## Exercise aim:
Only the text of the records belongs in the answer, copied exactly and without pictures.

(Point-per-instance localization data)
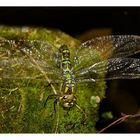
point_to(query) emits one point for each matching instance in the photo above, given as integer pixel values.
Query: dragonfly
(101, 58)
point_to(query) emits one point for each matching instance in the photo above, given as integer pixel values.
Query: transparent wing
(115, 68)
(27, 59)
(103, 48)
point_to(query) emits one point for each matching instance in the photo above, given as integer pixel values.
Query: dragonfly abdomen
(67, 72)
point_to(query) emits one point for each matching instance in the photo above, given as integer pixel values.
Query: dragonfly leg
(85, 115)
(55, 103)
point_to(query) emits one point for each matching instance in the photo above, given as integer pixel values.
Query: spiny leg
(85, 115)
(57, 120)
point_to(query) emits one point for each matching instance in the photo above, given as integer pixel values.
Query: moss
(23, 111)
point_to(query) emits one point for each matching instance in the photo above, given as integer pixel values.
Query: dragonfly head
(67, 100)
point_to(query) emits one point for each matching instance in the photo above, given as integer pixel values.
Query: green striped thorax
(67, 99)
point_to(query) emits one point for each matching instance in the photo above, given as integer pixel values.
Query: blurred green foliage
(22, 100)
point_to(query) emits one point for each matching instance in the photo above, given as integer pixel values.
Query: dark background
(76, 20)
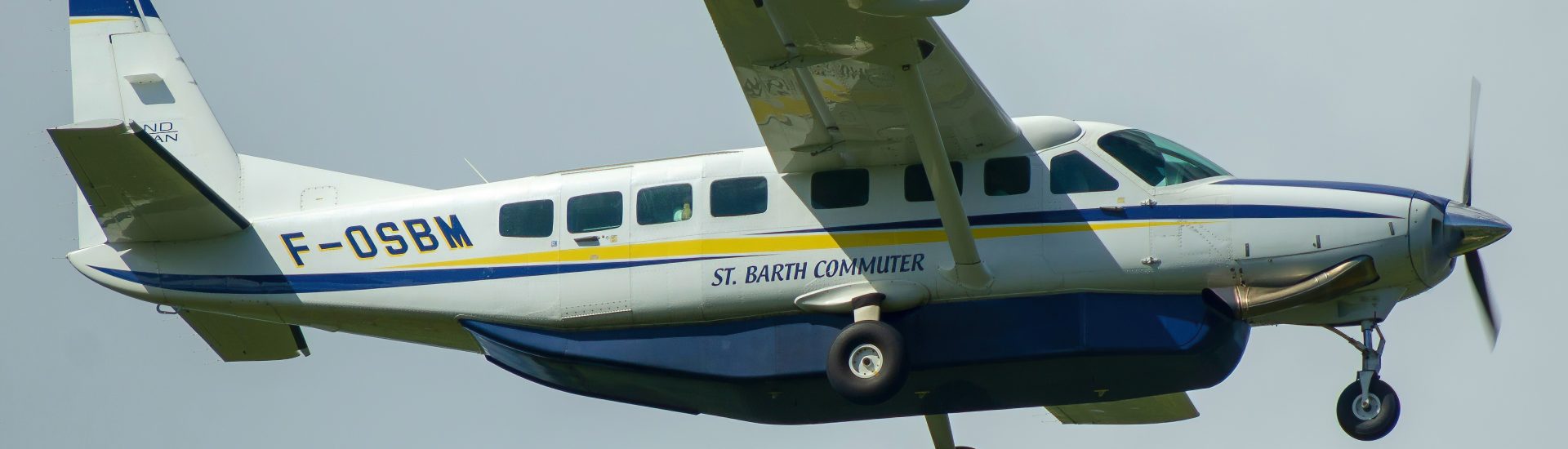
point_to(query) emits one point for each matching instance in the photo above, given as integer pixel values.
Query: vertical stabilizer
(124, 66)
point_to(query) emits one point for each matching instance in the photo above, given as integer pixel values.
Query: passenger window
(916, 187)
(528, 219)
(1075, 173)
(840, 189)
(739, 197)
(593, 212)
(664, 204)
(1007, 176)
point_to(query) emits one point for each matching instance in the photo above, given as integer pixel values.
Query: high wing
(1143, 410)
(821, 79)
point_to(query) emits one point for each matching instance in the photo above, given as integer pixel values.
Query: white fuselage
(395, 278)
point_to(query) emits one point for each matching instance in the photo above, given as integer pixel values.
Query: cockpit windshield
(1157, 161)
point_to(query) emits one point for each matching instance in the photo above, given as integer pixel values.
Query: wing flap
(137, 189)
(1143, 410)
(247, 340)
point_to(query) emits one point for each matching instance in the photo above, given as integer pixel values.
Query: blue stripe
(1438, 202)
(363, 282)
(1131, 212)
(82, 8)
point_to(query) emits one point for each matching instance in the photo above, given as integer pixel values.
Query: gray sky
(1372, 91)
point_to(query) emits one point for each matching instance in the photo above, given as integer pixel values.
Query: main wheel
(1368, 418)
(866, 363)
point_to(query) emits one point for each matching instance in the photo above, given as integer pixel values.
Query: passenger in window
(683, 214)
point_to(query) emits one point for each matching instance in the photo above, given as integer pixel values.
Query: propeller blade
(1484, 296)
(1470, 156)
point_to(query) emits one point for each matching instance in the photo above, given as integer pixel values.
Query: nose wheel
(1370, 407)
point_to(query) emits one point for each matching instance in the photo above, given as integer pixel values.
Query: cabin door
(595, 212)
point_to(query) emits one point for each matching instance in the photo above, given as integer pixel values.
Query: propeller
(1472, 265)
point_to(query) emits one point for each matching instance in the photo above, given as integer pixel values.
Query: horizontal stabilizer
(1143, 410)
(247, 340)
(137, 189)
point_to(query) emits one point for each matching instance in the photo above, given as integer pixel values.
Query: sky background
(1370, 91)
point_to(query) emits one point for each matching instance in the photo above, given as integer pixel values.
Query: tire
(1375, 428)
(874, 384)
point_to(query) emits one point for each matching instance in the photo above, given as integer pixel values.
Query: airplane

## Written reply:
point_to(query) emits one point for each matching instance in the photo above, given as integer pixel values.
Query: dragonfly
(101, 58)
point_to(query) emits one point for each matching instance in the photo above, given as integer pixel values.
Query: transparent wing
(115, 68)
(27, 59)
(103, 48)
point_to(query) emits one point for each matching instance in the photo above, given as integer pixel values.
Query: dragonfly abdomen
(67, 72)
point_to(query) emits one point for each matching instance in the photo above, given as integer pixel values.
Query: dragonfly leg
(85, 115)
(55, 103)
point_to(query) emits one point for each matching instance in the photo above, given as integer pixel values.
Query: spiny leg
(85, 115)
(57, 120)
point_to(query) emits one point for each matching instance in the photo above, given as integer pixel values.
Query: moss
(23, 111)
point_to(query) emits one point for each matching instance in the photo above, given as integer pixel values.
Query: dragonfly head
(67, 100)
point_to(query) emits one point for each matching instance in the photo above, given as integer pixel values.
Query: green striped thorax
(67, 99)
point_to(query) emits one point for each matching instance in the photo above, given as integer pixel values.
Query: blurred green foliage
(22, 100)
point_to(query) emits one point for each matching instance in the photo above, given as integer pixel values.
Query: dark background
(76, 20)
point_to(query) emits one point for each matching instance in the photo above, given as integer pixel values.
Query: vertical stabilizer
(124, 66)
point_to(query) emits one point for each matching instance in the photo above, given as integer pixel values.
Query: passenger window
(916, 187)
(528, 219)
(1075, 173)
(840, 189)
(739, 197)
(593, 212)
(664, 204)
(1007, 176)
point_to(query) emits one point for each matching instance in the photo above, given as integer pixel values.
Query: high wing
(1143, 410)
(821, 79)
point_to(query) emits one point for each matching instance in the photo above, given as integer pixel values.
Query: white fuselage
(395, 278)
point_to(query) emits one point for each matching instance in the photo above, given as integer pixel values.
Query: cockpit windshield
(1157, 161)
point_to(query) emits one point for each matching instance in the photo above, given as integer pixel values.
Query: wing flap
(137, 189)
(1143, 410)
(247, 340)
point_to(query) emits one point for each matching instance in the photo above, given as integer pixel values.
Query: blue stripe
(1438, 202)
(363, 282)
(1131, 212)
(82, 8)
point_to(query) emits one point for each matching instance in the photo above, given as integer pixel values.
Query: gray sky
(1372, 91)
point_to(query) emits one point for each matching instance in the photo above, given as integer pixel values.
Query: main wheel
(1368, 418)
(866, 363)
point_to(query) emits one point for each matching instance in the photo above, given as integer pixel values.
Query: passenger in window
(683, 214)
point_to(query) emits one point for each matching instance in the photo above, given as integer pixel values.
Query: propeller blade
(1484, 296)
(1470, 156)
point_to(query) emits one point for each matching instance in the photo above, given as integer pixel values.
Query: nose wheel
(1370, 407)
point_to(query) emits one point for each matching instance in the photo above, given as integer pixel values.
Query: cabin door
(595, 212)
point_to(query) emits one point for each matching instance in the photo above, given as integer pixel values.
Query: propeller
(1472, 265)
point_to(query) emits one point for each matching instance in the photo above, given as integer pixel values.
Query: horizontal stabilizer
(1143, 410)
(247, 340)
(137, 189)
point_to(query) emits one point for each matching instance in the photo above, given as integer pixel values.
Query: sky background
(1370, 91)
point_to(query) emits one point for each matching instance in the photo above, given as integer pixel values.
Query: tire
(1375, 428)
(874, 384)
point_to(query) emits one point for each matching instance in the photo above, given as integer pixel values.
Query: airplane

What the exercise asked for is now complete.